**WHAT IS EXPECTED:** Return every entry below word for word and leave out any picture.

**LISTED ENTRIES:**

/---

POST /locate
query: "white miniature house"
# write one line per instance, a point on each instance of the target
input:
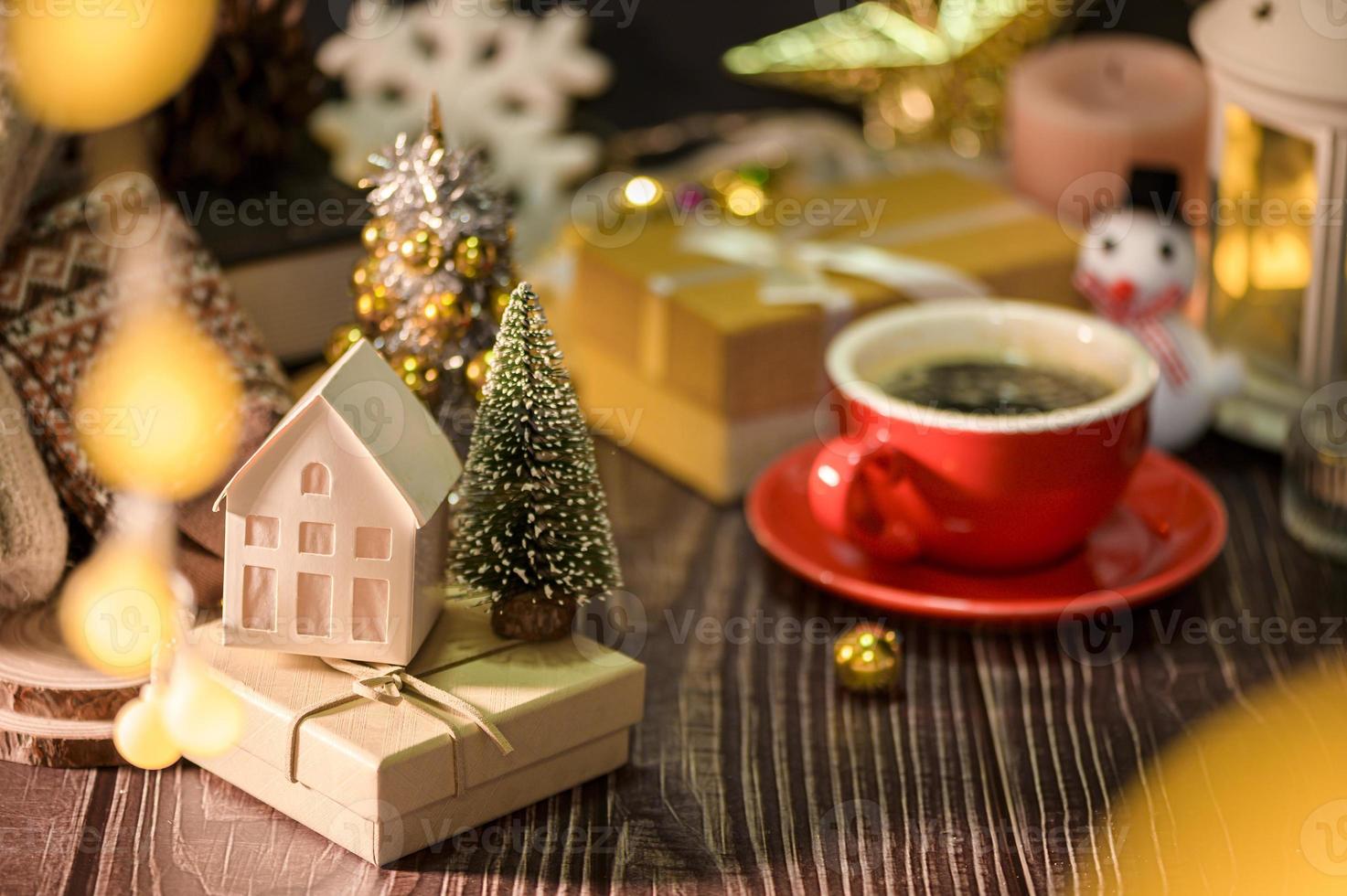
(336, 527)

\---

**SOLUTION FOR THIS EXERCISE:**
POST /locate
query: "white miniature house"
# write one line per instance, a point on each instance of the target
input:
(336, 527)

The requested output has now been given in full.